Provided text:
▬▬▬▬▬▬▬▬▬▬

= Rick Abramson =

American businessman

Rick Abramson was the chief operating officer and executive vice president of Delaware North. He got his start as a food vendor in Milwaukee, and was employed by Delaware North for 54 years. Abramson stepped down in October 2020.

==Career==
Abramson has management responsibility for Delaware North's business operations around the world, including its sports, parks, airports, gaming and restaurant and hospitality businesses.

He previously served as President of Delaware North Parks & Resorts, executive chairman of Delaware North Australia and Asia, chief executive officer of Australian Venue Services, and president of Delaware North Sportservice, overseeing the establishment of the Chicago Sports Depot outside U.S. Cellular Field and innovative retail experiences for the Jets and Giants at MetLife Stadium.

===NASA===
In 2002, Abramson was awarded the NASA Public Service Medal, NASA's highest achievement award for non-government employees, for his role in educating and inspiring millions of guests at the Kennedy Space Center Visitor Complex, where he served as president and Chief Operating Officer. Also in 2002, Abramson joined the ranks of some of the most respected members of the space program when he earned the Dr. Kurt H. Debus Award from the National Space Club Florida Committee.

▬▬▬▬▬▬▬▬▬▬

Provided information:
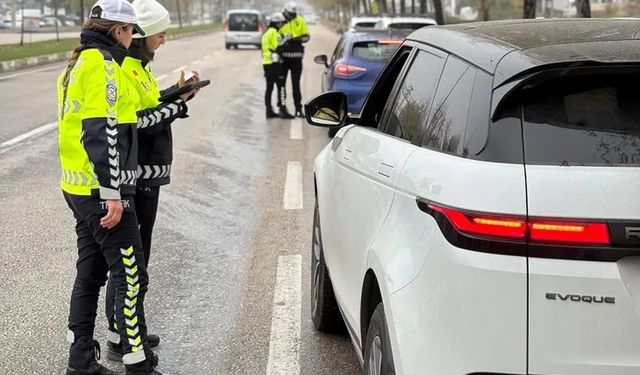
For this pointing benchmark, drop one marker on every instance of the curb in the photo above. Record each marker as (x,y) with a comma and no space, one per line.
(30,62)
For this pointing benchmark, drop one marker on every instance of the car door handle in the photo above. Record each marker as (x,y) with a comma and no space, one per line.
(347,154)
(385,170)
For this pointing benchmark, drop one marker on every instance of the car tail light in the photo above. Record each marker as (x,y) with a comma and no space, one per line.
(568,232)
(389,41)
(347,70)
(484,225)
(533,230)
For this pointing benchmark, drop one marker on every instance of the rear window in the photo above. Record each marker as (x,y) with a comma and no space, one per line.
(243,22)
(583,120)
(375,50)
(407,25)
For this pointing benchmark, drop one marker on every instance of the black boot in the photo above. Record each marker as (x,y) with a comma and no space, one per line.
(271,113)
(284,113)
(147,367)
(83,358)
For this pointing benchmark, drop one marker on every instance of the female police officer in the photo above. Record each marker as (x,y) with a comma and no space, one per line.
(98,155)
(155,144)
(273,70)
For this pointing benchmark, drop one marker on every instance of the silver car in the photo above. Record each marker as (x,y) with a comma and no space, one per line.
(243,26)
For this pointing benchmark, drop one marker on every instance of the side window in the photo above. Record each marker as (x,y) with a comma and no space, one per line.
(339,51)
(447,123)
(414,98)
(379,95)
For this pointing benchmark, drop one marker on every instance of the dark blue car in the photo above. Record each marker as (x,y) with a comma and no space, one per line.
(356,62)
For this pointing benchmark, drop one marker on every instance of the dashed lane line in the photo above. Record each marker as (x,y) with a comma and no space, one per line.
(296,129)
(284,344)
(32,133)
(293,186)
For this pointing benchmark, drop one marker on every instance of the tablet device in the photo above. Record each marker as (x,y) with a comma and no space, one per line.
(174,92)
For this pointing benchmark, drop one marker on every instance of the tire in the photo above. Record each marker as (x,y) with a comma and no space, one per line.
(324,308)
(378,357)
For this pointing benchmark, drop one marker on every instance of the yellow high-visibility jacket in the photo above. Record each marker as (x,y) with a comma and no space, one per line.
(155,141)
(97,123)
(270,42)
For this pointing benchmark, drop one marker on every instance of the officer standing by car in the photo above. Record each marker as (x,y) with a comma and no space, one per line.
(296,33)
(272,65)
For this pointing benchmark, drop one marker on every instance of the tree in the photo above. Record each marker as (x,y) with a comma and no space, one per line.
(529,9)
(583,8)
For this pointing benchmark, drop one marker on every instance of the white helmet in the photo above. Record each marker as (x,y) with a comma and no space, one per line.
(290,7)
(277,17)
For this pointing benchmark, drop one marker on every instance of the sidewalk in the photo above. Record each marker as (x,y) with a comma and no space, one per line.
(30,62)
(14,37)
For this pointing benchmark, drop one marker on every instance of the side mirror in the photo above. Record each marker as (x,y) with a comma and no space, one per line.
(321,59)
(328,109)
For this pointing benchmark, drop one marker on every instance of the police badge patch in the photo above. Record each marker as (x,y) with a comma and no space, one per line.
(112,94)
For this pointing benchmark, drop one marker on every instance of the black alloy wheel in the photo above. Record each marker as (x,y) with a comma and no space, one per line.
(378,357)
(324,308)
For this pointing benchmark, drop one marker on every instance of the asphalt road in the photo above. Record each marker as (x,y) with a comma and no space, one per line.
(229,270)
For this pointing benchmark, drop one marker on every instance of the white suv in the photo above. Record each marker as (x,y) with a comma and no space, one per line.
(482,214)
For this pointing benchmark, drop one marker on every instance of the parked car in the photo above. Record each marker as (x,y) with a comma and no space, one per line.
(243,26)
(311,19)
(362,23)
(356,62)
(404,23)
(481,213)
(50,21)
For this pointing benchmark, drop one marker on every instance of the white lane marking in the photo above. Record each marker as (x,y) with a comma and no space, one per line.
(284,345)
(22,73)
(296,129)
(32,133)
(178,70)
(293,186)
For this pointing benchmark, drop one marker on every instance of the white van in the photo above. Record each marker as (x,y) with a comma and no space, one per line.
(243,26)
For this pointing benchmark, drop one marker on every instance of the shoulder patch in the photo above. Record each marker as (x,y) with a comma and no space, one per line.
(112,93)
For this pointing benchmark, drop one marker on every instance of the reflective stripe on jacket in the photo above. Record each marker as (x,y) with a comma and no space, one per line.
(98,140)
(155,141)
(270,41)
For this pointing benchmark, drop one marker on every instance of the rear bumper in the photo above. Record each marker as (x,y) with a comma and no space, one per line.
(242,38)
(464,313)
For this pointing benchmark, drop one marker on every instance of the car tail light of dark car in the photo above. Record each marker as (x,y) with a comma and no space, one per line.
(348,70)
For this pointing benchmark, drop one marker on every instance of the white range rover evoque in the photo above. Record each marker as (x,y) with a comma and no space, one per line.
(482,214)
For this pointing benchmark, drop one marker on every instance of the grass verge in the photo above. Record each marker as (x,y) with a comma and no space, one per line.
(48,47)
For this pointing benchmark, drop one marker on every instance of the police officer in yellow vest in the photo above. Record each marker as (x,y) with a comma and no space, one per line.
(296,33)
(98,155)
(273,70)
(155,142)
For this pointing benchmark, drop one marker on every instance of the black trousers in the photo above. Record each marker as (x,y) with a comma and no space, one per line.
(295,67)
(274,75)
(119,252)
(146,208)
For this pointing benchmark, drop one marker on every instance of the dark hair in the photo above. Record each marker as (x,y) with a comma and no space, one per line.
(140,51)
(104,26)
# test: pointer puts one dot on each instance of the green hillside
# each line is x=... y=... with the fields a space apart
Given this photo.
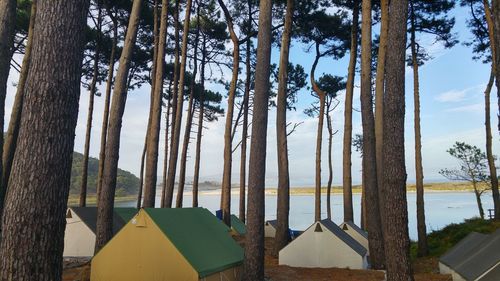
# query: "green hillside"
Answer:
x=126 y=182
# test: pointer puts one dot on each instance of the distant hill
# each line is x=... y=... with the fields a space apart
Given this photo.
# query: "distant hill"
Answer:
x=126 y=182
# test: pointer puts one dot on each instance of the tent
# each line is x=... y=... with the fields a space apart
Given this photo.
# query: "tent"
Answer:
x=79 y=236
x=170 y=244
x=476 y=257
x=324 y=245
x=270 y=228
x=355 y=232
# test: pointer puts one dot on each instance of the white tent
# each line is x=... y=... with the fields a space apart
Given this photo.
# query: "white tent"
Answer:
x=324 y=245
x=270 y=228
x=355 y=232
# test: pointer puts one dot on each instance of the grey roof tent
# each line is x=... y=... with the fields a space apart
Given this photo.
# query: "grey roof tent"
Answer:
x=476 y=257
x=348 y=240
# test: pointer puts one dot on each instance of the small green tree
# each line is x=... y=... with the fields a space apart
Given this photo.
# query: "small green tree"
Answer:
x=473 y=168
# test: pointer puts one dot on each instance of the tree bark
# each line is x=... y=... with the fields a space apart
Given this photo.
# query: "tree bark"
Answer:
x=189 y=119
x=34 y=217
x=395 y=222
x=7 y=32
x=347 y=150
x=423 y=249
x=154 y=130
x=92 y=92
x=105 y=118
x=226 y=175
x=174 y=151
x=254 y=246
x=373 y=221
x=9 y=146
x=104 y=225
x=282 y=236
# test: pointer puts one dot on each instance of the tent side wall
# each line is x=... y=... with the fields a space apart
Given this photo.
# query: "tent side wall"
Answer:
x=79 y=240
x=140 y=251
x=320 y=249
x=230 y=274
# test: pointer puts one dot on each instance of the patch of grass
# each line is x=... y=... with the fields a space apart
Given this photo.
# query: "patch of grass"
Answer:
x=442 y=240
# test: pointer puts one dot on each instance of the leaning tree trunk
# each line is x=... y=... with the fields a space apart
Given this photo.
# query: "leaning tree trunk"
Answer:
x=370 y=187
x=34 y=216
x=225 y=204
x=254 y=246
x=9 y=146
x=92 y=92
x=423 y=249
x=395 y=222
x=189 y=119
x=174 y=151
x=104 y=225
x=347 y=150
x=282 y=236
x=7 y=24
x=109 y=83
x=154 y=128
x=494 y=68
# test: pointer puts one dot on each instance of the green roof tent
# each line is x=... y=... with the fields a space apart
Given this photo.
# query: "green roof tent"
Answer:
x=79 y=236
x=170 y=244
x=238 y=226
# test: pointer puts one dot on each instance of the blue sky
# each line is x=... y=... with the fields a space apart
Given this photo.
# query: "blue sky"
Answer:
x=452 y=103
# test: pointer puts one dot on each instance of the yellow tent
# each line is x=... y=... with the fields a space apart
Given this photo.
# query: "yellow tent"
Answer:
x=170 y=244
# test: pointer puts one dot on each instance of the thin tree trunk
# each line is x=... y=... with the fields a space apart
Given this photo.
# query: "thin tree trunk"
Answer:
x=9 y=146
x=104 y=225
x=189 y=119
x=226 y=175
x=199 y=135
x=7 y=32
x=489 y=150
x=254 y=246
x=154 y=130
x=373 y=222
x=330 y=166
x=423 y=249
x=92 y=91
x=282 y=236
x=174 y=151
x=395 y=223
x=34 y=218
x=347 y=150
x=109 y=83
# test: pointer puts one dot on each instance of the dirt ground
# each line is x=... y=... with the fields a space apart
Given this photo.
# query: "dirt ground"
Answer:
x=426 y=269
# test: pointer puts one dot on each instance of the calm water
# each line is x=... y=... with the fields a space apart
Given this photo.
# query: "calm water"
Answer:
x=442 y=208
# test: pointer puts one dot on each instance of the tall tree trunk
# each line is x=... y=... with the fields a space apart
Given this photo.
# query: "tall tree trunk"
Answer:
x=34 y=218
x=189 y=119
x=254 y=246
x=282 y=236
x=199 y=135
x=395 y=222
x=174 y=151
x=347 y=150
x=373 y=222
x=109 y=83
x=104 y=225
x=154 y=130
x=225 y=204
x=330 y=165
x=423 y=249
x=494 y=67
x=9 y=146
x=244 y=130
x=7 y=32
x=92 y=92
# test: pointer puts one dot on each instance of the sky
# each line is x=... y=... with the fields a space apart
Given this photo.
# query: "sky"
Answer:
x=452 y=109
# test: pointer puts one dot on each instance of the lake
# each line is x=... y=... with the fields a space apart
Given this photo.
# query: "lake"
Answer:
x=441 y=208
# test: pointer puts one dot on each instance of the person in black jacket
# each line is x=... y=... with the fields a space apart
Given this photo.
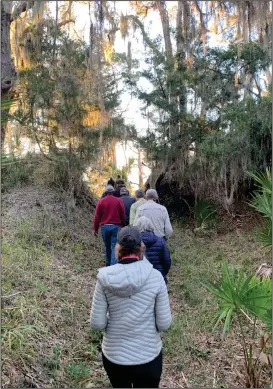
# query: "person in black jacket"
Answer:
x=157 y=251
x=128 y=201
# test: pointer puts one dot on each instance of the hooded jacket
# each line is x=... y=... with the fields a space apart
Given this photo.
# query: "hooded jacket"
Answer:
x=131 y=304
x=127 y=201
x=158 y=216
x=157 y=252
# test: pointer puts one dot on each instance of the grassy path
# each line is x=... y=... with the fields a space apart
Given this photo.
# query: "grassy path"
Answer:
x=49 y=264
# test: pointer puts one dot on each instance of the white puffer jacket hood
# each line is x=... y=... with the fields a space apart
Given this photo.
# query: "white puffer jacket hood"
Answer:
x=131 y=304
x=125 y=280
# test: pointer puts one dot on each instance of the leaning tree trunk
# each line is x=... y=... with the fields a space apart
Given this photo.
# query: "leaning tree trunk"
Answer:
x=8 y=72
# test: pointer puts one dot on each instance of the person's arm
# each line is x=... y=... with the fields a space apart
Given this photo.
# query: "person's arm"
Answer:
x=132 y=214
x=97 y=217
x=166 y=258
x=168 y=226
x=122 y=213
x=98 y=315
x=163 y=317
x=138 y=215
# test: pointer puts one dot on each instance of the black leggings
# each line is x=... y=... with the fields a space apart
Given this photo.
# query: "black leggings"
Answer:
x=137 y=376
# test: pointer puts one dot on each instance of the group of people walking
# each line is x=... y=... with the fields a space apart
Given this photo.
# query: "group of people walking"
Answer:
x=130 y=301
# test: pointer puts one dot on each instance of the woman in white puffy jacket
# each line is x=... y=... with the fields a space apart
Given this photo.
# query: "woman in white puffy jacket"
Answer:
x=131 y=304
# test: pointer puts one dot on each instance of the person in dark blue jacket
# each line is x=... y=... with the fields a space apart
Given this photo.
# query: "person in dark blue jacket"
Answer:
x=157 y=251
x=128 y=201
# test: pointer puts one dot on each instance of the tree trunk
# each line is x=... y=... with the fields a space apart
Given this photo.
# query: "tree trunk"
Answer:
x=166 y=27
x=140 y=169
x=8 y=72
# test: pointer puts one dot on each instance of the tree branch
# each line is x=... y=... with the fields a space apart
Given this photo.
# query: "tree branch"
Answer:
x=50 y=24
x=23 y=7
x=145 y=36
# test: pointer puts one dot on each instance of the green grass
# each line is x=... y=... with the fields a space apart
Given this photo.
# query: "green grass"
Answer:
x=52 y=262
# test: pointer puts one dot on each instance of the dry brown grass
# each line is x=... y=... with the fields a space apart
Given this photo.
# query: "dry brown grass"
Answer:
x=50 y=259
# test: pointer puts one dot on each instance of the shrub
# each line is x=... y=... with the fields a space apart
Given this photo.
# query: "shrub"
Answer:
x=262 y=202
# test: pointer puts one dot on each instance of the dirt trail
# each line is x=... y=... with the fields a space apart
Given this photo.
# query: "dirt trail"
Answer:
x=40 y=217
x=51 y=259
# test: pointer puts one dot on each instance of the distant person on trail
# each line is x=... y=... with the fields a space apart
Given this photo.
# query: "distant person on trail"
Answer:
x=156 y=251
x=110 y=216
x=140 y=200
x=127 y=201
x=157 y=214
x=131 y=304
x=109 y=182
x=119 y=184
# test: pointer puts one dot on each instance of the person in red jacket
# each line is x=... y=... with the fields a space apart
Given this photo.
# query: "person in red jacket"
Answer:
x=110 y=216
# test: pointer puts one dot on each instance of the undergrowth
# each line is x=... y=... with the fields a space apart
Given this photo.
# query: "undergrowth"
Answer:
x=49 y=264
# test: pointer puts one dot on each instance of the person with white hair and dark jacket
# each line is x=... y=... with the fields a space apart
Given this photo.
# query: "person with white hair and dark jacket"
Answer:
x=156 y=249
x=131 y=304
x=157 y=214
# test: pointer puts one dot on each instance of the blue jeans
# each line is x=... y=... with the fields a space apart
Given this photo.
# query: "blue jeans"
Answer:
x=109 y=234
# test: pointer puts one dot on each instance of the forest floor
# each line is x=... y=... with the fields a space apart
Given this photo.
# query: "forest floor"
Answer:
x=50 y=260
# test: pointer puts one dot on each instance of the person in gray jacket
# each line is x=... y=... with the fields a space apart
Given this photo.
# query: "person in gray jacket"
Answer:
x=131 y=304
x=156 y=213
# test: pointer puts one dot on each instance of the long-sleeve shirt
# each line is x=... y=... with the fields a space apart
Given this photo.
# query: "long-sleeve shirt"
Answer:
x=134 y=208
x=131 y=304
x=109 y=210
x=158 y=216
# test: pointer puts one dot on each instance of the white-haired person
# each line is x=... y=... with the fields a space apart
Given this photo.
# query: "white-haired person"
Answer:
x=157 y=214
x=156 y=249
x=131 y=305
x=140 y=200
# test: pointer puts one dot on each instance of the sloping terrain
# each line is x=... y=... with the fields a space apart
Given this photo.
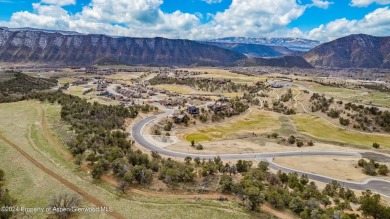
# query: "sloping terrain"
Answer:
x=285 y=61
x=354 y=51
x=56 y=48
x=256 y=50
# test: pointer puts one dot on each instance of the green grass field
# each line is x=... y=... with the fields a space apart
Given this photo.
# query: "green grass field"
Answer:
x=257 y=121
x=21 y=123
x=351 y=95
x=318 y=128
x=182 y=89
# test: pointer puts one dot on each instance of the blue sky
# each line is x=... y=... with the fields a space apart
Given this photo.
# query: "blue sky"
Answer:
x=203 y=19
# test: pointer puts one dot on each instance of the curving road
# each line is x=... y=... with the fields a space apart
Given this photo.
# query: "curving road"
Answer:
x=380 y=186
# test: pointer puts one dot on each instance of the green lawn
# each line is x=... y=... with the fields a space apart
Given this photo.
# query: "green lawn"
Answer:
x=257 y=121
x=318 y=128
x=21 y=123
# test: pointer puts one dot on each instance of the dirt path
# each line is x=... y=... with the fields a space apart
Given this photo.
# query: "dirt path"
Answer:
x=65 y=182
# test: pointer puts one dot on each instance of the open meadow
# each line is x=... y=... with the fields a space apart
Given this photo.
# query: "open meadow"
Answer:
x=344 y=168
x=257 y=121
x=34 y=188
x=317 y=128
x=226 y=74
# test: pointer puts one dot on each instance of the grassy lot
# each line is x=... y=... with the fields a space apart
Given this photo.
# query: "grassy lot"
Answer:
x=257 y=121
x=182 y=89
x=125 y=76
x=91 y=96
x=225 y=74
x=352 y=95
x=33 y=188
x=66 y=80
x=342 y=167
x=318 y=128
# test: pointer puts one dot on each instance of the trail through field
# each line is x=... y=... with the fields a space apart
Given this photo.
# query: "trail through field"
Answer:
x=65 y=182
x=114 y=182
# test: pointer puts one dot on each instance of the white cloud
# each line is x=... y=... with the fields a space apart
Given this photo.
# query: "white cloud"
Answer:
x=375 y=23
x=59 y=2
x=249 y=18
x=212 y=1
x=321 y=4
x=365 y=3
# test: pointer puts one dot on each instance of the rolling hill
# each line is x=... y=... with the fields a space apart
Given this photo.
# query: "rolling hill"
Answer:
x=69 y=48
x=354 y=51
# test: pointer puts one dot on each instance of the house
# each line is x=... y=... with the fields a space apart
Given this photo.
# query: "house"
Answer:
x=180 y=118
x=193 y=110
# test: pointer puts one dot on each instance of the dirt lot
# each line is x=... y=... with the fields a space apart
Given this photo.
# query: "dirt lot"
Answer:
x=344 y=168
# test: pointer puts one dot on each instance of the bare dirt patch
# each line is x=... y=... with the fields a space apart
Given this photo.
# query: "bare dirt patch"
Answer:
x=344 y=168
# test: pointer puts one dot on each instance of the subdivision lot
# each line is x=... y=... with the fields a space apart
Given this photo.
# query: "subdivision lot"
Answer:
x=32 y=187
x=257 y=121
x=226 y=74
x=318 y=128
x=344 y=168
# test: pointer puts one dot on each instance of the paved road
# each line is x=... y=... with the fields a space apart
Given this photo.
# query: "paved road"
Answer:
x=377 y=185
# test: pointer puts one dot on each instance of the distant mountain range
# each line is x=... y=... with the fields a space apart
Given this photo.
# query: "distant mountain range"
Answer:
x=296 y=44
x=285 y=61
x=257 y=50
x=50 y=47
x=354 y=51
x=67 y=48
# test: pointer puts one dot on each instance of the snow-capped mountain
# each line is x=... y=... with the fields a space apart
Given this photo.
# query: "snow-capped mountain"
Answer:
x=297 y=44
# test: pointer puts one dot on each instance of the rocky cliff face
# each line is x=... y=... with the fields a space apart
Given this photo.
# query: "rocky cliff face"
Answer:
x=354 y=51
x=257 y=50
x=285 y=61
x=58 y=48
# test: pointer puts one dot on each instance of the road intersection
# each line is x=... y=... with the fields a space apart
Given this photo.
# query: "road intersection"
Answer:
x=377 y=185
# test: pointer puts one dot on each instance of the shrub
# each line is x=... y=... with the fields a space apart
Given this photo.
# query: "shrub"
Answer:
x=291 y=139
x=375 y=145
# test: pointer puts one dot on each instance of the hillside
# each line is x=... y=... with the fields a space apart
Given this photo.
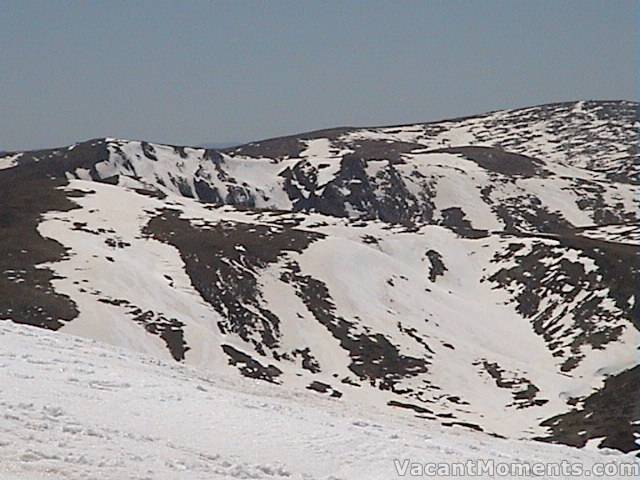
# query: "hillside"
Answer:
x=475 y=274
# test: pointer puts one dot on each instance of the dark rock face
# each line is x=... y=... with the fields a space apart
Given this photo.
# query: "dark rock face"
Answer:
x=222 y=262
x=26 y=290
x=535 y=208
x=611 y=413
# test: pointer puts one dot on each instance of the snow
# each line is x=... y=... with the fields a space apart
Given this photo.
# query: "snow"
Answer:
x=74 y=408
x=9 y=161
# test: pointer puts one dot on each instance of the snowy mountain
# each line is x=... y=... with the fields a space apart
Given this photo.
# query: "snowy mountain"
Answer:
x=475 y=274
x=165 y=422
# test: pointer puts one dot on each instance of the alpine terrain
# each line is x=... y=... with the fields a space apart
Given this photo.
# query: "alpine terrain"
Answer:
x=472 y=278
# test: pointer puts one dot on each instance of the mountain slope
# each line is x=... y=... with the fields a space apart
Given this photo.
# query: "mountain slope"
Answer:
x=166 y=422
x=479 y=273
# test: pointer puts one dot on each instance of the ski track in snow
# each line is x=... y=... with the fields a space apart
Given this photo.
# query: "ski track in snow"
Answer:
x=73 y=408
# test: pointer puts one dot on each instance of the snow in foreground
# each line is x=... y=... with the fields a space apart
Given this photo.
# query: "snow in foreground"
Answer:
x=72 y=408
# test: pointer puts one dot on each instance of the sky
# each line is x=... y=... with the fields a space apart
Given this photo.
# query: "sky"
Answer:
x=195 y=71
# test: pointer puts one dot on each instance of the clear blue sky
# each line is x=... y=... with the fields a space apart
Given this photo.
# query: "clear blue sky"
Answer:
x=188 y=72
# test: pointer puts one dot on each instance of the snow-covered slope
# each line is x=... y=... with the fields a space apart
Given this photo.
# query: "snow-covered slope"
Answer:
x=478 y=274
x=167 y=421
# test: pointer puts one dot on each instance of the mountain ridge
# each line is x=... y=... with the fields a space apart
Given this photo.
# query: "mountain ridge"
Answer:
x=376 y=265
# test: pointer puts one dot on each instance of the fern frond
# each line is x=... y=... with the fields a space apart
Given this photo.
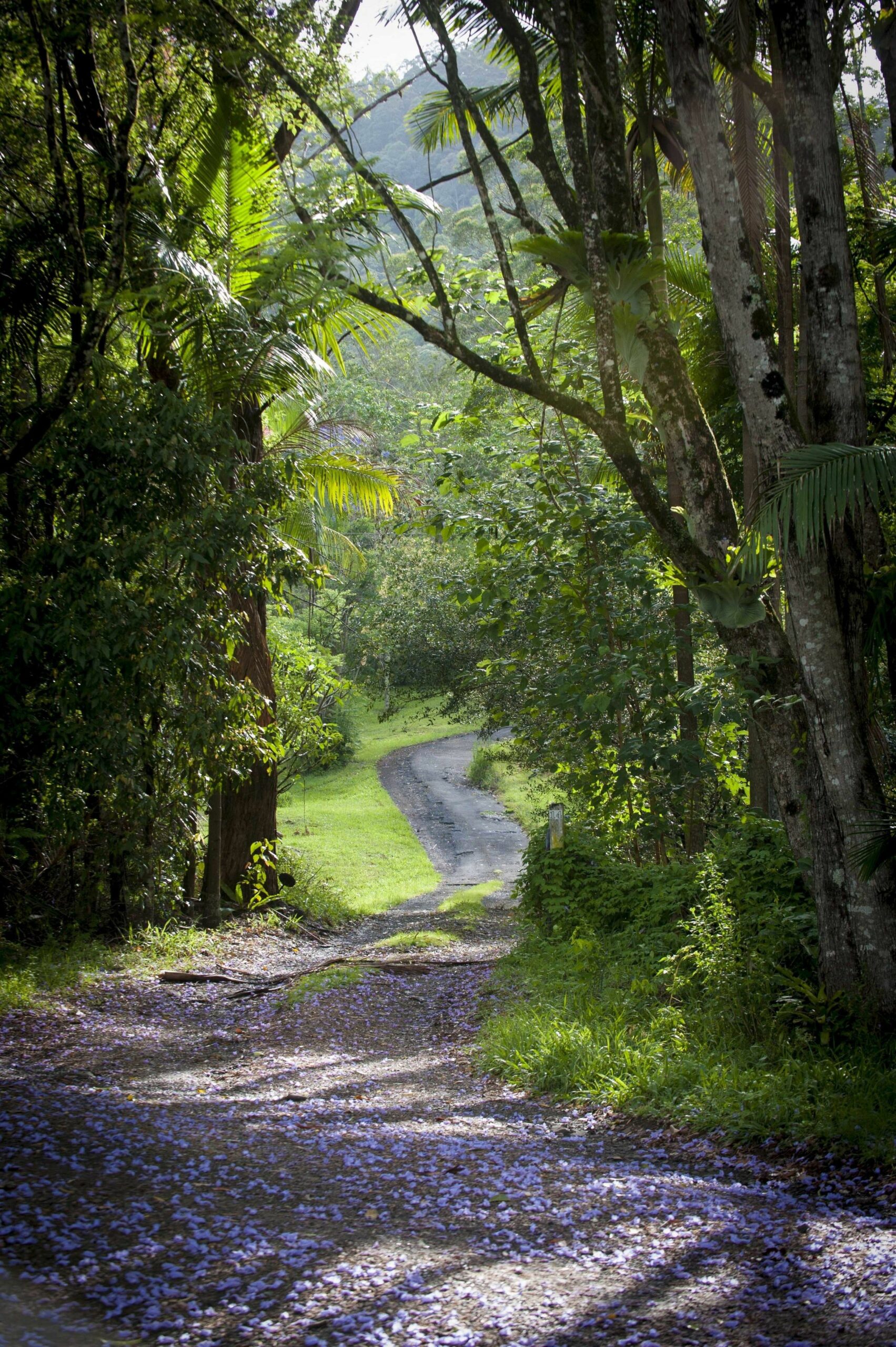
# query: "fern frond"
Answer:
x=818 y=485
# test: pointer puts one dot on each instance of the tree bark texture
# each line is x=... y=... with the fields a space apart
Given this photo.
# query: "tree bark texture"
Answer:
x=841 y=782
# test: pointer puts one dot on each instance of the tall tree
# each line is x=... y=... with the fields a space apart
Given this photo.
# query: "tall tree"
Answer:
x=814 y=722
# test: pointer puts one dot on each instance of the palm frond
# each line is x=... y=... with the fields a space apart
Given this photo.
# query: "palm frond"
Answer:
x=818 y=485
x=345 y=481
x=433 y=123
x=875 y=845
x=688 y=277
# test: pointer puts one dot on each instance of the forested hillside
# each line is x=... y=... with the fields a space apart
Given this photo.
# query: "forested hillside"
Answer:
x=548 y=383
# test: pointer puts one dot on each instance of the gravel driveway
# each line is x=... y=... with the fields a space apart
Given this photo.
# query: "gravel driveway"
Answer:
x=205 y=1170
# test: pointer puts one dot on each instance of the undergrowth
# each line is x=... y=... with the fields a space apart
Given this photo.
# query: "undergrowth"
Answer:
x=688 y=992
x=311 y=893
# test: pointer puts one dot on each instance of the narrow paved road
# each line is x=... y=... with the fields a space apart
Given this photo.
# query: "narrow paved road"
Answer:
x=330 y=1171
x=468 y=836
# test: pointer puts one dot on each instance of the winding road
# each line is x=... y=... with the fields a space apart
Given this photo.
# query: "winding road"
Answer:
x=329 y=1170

▬▬▬▬▬▬▬▬▬▬

Task item: Continue the Rick Abramson biography from its last sentence.

Final answer:
Abramson also served as the president and chief operating officer of Kennedy Space Center Visitor Complex, where he oversaw a $130 million redevelopment initiative that included opening the Apollo/Saturn V Center, International Space Station Center and Launch Complex 39 Observation Gantry. Additionally, he managed the opening of several educational programs and exhibits, such as Astronaut Encounter, Mad Mission to Mars 2025, Early Space Exploration, Exploration in the New Millennium, and the Dr. Kurt H. Debus Conference Facility.

==Personal==
Abramson is credited with creating Secret Stadium Sauce – a condiment popular at Milwaukee Brewers baseball games.